##### INPUT #####

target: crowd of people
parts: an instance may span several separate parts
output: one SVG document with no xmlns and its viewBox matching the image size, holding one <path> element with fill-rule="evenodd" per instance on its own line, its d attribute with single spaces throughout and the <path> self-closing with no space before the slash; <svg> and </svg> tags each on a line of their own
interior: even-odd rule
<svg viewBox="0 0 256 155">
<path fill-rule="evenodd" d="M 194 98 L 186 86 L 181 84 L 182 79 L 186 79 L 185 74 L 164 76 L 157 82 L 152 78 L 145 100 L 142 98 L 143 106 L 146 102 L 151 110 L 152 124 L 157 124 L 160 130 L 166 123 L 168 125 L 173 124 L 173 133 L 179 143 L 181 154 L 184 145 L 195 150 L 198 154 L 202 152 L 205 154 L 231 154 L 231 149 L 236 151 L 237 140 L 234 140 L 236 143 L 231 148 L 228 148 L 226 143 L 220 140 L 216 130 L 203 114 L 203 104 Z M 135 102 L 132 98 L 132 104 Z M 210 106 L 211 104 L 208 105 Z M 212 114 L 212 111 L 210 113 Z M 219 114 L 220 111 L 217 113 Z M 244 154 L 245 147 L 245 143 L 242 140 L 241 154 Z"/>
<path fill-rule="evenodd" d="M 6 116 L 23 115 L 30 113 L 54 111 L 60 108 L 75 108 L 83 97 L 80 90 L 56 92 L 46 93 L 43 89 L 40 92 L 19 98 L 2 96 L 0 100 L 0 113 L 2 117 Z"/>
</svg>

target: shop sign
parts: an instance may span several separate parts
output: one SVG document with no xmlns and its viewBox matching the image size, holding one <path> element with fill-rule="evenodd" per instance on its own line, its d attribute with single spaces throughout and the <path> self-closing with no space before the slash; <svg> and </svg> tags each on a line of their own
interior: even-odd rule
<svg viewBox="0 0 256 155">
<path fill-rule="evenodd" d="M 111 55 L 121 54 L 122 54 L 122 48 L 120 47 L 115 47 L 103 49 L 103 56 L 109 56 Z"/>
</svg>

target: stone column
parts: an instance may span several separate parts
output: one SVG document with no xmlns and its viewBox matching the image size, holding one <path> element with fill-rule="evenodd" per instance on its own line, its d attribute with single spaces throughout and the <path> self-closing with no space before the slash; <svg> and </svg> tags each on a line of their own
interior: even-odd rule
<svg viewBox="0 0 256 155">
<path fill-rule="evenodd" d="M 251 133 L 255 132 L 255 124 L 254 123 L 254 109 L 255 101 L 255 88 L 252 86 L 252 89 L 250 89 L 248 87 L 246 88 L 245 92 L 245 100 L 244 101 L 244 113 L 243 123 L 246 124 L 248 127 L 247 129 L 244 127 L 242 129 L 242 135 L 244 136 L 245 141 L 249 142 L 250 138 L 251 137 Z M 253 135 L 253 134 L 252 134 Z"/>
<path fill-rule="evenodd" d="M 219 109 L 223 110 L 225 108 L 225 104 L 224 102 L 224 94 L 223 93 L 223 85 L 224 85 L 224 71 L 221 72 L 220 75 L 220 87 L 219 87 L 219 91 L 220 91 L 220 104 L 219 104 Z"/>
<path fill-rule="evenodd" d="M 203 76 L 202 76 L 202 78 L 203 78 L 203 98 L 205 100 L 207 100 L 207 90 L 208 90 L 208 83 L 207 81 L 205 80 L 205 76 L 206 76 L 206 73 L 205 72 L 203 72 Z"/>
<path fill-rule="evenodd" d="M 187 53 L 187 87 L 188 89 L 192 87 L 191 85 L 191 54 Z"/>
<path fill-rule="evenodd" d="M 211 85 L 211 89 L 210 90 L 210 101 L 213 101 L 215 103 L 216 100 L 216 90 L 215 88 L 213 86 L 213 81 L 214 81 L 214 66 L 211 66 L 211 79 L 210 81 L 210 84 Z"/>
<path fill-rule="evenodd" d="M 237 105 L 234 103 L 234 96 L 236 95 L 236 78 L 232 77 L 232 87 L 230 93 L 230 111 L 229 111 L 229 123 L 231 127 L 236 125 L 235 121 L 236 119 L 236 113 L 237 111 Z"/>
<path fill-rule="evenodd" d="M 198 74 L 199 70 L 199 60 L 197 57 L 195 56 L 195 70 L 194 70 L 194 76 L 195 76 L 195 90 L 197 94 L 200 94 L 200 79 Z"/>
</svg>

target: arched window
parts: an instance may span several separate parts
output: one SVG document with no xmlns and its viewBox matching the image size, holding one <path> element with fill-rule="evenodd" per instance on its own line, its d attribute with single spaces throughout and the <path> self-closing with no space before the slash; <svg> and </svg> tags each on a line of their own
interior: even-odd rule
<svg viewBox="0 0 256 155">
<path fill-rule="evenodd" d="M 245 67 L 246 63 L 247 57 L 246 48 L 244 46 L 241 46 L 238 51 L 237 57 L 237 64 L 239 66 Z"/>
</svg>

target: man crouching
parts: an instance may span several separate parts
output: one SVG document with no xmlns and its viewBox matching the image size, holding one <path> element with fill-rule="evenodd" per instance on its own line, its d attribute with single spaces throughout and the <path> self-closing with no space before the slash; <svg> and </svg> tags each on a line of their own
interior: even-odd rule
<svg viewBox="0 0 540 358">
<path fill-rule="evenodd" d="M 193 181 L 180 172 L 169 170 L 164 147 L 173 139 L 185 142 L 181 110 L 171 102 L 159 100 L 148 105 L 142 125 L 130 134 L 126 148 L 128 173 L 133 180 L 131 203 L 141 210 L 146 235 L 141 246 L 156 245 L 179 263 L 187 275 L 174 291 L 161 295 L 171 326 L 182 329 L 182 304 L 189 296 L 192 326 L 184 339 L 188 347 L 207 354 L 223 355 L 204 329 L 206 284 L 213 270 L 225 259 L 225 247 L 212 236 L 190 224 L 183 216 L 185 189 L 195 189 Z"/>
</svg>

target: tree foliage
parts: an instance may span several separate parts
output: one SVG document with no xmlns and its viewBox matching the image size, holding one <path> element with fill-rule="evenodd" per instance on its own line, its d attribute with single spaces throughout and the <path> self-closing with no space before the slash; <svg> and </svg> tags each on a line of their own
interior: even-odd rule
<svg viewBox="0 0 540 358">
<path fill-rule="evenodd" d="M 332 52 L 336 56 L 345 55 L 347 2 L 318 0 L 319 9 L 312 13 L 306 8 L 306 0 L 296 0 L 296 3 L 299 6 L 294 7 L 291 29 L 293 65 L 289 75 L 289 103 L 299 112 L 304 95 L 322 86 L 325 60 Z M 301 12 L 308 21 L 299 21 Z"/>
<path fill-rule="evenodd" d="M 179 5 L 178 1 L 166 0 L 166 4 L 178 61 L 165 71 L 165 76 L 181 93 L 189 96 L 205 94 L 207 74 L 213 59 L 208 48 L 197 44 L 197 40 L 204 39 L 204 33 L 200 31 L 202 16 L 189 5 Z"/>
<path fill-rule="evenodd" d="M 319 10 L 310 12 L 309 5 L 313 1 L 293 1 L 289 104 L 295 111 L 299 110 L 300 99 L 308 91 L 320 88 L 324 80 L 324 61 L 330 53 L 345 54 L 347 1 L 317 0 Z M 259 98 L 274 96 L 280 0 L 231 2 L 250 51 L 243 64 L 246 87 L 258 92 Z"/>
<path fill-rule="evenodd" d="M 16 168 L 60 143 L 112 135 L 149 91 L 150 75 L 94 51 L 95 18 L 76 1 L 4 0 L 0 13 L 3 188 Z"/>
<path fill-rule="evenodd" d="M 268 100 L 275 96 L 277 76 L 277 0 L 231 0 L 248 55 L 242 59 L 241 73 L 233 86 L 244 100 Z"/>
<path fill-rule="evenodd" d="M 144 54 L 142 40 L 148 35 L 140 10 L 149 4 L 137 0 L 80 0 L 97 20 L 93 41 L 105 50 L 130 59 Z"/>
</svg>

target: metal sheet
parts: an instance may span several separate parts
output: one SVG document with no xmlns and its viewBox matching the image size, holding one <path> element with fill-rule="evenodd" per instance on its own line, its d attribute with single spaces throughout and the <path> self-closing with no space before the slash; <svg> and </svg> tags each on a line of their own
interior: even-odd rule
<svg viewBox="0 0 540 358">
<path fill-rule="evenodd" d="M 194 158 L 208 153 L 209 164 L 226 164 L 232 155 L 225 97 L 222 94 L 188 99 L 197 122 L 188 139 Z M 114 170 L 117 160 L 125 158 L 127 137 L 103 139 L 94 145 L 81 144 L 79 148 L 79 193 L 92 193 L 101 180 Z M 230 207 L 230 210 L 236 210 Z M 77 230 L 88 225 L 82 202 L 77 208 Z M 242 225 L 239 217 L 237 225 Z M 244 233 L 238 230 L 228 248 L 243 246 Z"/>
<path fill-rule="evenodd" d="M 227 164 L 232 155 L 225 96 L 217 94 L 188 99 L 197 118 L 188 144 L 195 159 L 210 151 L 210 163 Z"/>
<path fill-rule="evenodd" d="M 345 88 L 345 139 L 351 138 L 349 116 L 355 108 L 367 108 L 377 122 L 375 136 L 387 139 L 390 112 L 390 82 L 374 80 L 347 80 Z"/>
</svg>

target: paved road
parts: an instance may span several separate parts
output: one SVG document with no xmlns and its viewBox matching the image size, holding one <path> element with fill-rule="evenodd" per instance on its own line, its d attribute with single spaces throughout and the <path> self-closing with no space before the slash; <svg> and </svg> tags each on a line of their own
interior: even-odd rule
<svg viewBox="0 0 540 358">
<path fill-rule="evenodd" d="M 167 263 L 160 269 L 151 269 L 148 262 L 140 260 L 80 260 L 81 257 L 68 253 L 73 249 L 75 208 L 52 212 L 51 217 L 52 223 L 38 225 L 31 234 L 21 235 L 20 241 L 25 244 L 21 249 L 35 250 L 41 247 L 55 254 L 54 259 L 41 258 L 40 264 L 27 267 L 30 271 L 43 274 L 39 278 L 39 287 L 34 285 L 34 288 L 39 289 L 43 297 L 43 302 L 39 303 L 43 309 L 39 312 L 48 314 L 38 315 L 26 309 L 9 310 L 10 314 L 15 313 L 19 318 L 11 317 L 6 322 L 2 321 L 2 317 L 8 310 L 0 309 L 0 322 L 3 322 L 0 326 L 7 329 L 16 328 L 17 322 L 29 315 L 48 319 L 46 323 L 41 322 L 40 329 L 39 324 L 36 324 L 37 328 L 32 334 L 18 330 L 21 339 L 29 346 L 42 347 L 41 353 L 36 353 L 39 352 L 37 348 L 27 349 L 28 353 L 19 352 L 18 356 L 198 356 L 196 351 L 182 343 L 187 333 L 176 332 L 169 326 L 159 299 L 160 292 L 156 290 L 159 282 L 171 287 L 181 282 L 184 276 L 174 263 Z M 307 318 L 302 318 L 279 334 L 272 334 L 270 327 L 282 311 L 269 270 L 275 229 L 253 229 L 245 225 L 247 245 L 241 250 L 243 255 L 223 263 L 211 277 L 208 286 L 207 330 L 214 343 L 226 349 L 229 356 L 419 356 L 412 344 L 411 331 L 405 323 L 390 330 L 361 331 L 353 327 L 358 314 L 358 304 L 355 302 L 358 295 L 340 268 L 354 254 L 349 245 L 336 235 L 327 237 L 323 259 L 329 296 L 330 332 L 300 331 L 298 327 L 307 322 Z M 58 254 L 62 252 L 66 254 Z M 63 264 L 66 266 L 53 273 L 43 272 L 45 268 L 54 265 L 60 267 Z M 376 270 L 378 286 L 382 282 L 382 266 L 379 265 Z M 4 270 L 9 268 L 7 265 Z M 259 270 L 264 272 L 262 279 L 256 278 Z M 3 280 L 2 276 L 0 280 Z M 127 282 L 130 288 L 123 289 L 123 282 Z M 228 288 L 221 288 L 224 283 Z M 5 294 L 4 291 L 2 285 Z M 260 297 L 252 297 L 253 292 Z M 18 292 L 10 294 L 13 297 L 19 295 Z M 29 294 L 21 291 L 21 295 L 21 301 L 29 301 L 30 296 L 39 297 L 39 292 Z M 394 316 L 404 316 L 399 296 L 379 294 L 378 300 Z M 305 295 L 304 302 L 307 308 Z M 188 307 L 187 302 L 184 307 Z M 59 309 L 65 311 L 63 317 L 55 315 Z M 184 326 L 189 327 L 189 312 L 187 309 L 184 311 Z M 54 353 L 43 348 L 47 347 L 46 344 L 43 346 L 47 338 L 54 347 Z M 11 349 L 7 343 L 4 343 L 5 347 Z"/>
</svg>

#####

* GIVEN PROBLEM
Render everything from the start of the data down to the line containing "194 98 L 186", both ends included, as a Markdown table with the columns Row and Content, numbering each line and omitting blank lines.

* SOLUTION
| Row | Content |
|---|---|
| 1 | target: crowd of people |
| 2 | parts: an instance may span several separate parts |
| 3 | output: one SVG document with no xmlns and its viewBox matching the image size, holding one <path> element with fill-rule="evenodd" per instance on its own line, its d attribute with single spaces throughout and the <path> self-closing with no space before the slash; <svg> and </svg> tags each on a line of their own |
| 4 | interior: even-odd rule |
| 5 | <svg viewBox="0 0 256 155"> |
| 6 | <path fill-rule="evenodd" d="M 194 98 L 186 86 L 181 84 L 182 79 L 186 79 L 185 74 L 164 76 L 157 82 L 152 78 L 145 100 L 142 98 L 143 106 L 146 102 L 151 110 L 152 124 L 157 124 L 160 130 L 166 123 L 168 125 L 173 124 L 173 133 L 179 143 L 181 154 L 184 145 L 195 150 L 198 154 L 202 152 L 205 154 L 231 154 L 231 149 L 236 151 L 237 140 L 234 140 L 236 143 L 231 148 L 228 148 L 226 143 L 220 140 L 216 130 L 203 114 L 203 104 Z M 135 102 L 132 98 L 132 104 Z M 210 106 L 211 104 L 208 105 Z M 212 114 L 212 111 L 210 113 Z M 219 114 L 220 111 L 217 113 Z M 244 154 L 245 147 L 245 143 L 242 140 L 241 154 Z"/> |